Dataset entries
● ● ●
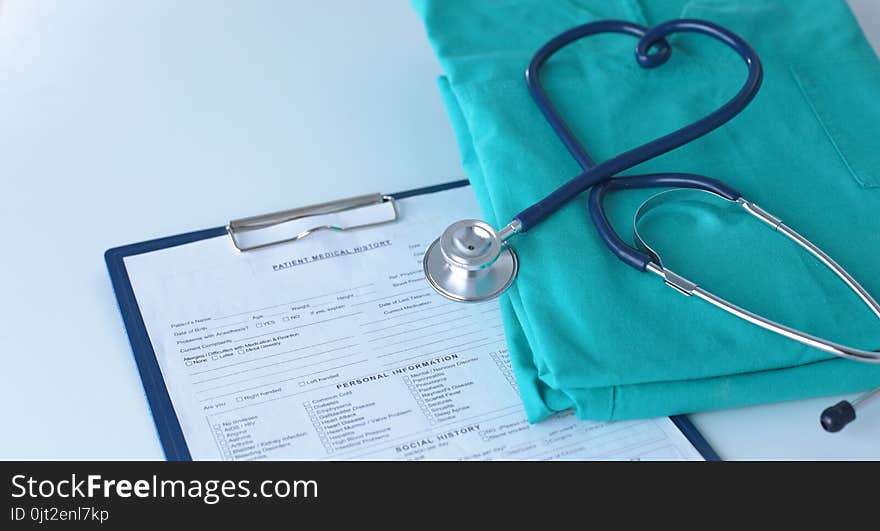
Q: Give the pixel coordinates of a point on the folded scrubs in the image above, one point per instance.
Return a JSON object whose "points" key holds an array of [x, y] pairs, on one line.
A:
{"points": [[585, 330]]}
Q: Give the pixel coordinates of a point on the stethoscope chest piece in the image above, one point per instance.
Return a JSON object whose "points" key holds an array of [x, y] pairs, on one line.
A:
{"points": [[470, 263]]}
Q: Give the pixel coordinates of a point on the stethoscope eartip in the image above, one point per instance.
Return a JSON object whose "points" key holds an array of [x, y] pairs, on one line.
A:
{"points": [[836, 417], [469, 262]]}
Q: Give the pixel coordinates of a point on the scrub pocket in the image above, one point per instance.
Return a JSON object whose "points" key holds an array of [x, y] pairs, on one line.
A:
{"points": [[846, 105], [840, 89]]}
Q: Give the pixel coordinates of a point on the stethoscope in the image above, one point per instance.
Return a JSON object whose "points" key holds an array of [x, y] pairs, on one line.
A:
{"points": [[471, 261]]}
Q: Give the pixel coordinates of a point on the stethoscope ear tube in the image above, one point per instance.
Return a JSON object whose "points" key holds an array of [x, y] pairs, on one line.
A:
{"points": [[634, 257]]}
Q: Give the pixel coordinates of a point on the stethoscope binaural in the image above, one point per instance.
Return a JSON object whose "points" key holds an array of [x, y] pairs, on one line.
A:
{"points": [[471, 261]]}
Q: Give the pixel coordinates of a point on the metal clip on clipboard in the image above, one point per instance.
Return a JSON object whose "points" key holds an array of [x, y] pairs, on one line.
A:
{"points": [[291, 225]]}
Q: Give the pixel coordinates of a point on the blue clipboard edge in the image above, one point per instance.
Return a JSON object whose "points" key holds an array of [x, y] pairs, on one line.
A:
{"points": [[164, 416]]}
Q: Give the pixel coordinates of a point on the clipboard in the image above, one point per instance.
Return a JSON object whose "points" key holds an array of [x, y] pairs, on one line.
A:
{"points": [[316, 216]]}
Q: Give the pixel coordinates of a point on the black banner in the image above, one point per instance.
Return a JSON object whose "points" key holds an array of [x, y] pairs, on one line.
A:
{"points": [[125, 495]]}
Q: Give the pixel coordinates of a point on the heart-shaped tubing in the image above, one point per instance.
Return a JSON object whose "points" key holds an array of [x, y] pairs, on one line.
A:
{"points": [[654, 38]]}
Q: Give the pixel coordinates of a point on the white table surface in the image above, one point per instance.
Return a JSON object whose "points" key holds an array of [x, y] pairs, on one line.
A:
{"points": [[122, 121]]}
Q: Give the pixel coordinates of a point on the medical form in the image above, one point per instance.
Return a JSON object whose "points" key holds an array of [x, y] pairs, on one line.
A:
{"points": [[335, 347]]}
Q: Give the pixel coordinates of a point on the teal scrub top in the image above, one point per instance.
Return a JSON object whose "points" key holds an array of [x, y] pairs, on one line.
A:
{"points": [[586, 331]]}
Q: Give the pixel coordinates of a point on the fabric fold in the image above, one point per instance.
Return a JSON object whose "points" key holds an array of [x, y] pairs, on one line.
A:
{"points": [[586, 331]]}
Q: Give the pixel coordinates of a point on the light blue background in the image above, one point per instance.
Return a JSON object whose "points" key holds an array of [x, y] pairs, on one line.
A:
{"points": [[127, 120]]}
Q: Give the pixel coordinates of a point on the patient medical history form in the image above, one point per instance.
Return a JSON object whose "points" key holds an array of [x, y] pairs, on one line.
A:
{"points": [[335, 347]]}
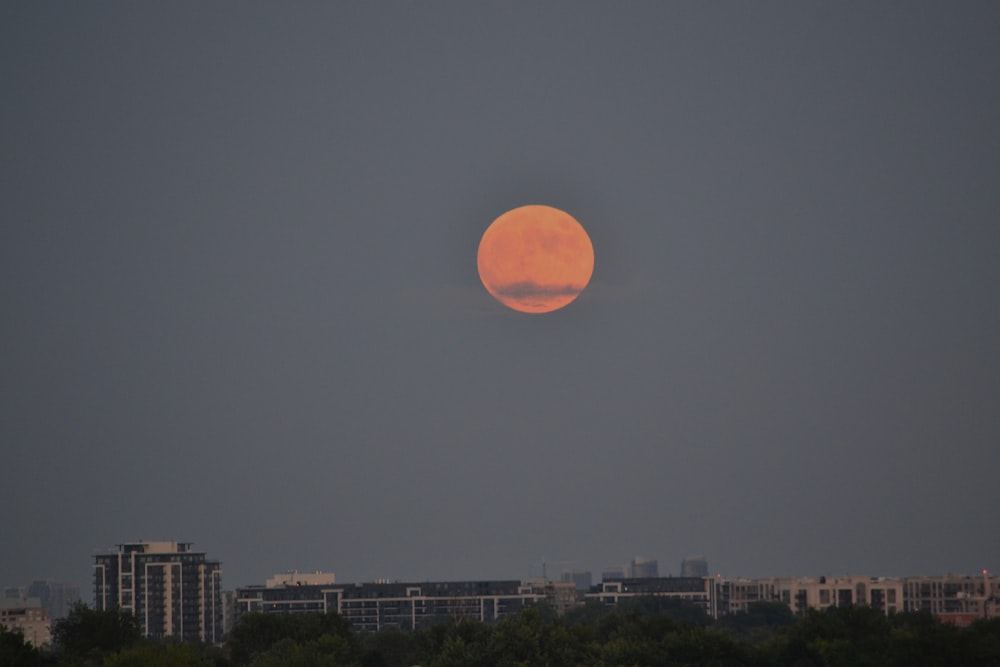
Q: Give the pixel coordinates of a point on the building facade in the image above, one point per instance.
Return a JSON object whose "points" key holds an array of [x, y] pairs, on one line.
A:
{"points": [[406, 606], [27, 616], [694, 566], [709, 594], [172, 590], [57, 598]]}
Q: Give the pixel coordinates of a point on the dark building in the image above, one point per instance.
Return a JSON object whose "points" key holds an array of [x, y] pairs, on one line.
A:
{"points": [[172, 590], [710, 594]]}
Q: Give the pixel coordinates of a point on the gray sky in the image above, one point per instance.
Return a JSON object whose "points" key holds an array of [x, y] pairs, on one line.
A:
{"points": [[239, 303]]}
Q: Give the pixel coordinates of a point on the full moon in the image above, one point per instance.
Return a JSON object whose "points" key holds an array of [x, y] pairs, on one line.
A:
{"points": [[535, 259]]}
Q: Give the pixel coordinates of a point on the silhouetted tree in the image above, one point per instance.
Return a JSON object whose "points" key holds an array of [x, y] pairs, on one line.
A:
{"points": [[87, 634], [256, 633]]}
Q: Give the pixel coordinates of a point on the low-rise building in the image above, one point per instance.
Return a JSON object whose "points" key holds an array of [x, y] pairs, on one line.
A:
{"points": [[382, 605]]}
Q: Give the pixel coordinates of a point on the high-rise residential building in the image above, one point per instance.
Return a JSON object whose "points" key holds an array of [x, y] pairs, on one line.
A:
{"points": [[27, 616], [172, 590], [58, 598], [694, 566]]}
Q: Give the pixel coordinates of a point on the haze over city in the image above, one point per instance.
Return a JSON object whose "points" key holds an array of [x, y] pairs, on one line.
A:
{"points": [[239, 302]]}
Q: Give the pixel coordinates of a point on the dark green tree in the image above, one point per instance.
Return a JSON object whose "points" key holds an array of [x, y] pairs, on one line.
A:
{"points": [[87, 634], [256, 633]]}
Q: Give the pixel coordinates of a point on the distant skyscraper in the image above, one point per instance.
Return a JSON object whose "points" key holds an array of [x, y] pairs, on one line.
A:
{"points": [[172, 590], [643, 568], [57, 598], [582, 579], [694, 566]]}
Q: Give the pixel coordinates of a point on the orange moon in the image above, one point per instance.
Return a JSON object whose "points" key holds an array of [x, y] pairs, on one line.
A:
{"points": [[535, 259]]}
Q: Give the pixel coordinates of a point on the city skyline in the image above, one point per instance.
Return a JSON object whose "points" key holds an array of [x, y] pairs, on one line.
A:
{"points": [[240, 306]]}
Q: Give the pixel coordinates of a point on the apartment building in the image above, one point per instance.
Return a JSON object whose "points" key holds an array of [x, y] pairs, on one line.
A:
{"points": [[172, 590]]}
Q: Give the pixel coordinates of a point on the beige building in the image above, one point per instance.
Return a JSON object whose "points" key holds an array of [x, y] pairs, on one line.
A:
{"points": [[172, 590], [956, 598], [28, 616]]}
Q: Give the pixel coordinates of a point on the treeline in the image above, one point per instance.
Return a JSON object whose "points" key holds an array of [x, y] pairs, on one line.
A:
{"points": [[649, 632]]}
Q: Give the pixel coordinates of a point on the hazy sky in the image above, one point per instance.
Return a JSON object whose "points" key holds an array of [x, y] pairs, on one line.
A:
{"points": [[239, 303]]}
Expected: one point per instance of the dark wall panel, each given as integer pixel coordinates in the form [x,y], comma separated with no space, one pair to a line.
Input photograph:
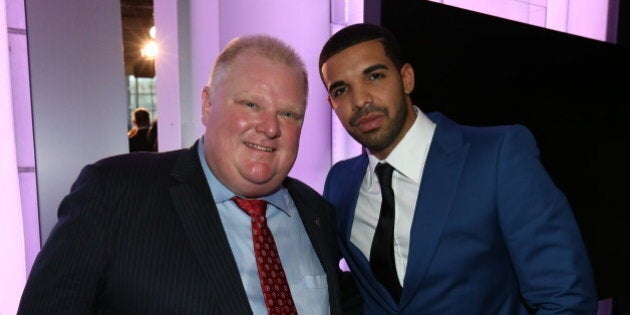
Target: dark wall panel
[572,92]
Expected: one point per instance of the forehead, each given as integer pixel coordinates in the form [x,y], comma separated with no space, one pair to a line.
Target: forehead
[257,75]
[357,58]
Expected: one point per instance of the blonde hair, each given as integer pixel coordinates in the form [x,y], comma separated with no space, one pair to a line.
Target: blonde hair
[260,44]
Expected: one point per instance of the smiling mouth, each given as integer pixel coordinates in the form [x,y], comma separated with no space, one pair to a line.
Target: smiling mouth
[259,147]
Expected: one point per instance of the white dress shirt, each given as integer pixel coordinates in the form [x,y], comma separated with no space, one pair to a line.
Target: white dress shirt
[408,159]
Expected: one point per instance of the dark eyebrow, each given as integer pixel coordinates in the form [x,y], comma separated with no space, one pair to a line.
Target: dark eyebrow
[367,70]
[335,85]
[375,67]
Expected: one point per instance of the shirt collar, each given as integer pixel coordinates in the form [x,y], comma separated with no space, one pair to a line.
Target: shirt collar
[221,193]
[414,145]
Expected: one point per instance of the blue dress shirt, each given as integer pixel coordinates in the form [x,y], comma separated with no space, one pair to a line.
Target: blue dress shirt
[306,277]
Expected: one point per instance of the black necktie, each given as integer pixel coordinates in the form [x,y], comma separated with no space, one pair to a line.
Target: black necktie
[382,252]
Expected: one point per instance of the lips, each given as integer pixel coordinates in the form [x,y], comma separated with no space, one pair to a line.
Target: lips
● ● ●
■ YOUR INSTRUCTIONS
Where does "moon" appear in the records above? Copy each line that holds it.

■ REPLY
Q: Give the pixel coordinates of a point on the full moon in the image above, one point per instance.
Q: Give the pixel coordinates of a point on the orange moon in the image above, one point per instance.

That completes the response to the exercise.